**Wat te doen:** Herhaal letterlijk het deel van de tekst over de onderdelen van het prototype van "Voor een casemanager" tot en met "mogelijke vervolgstappen zijn.".

**Getoonde tekst:**
::::::::::

Onderdelen prototype

Dit prototype is ontwikkeld vanuit ons concept van lenzen. Hierover kunt u meer lezen in ons whitepaper ‘Een datagedreven aanpak van ondermijnende criminaliteit’. In een lens komen een aantal standaardonderdelen terug: de gebiedskaart en/of locatiekaart, en een detailpagina met daarin casusinformatie en het casusnetwerk. Dit prototype heeft een extra onderdeel: het melden van een signaal.

Signaal melden

Voor een casemanager (scenario 1) is dit het voornaamste beginpunt. De casemanager kan hier informatie over een signaal kwijt, zoals de aard en zwaarte van het signaal, eventuele betrokkenen, en informatie over de betrokken locatie. De informatie die de casemanager hier invult sluit aan bij de verschillende fases uit het privacy protocol en kan bijdragen aan het doorlopen van de verschillende privacy checks. Zo wordt stapsgewijs beoordeeld of het signaal betrekking heeft op ondermijning. Uiteindelijk zou dit proces moeten helpen bij het beoordelen tot welke gegevens de casemanager toegang zou moeten hebben, en wat mogelijke vervolgstappen zijn.

::::::::::

Gegevens over verwijzende uitdrukkingen
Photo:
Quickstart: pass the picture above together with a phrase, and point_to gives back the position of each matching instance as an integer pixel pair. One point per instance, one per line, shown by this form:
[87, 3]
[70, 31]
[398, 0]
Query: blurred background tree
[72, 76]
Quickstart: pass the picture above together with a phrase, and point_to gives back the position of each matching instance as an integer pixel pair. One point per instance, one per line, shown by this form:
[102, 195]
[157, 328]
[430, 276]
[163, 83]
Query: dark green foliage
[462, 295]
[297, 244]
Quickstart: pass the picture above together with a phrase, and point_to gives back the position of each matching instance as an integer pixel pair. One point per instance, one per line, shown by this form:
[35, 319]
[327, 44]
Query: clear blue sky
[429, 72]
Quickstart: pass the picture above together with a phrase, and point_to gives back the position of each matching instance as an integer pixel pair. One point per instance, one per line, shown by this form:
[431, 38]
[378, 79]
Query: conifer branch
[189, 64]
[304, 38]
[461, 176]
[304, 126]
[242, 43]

::::::::::

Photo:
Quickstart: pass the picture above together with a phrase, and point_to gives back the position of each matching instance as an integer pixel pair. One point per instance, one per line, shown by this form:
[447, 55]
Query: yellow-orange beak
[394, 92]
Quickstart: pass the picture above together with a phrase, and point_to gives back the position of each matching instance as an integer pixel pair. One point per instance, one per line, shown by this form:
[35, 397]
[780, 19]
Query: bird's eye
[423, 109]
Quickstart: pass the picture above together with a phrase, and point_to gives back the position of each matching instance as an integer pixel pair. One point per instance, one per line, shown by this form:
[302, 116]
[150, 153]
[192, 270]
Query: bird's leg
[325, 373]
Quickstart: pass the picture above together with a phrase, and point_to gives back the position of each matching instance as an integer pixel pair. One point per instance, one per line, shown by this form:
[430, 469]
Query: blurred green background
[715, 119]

::::::::::

**Uitwerking opdracht:**
Voor een casemanager (scenario 1) is dit het voornaamste beginpunt. De casemanager kan hier informatie over een signaal kwijt, zoals de aard en zwaarte van het signaal, eventuele betrokkenen, en informatie over de betrokken locatie. De informatie die de casemanager hier invult sluit aan bij de verschillende fases uit het privacy protocol en kan bijdragen aan het doorlopen van de verschillende privacy checks. Zo wordt stapsgewijs beoordeeld of het signaal betrekking heeft op ondermijning. Uiteindelijk zou dit proces moeten helpen bij het beoordelen tot welke gegevens de casemanager toegang zou moeten hebben, en wat mogelijke vervolgstappen zijn.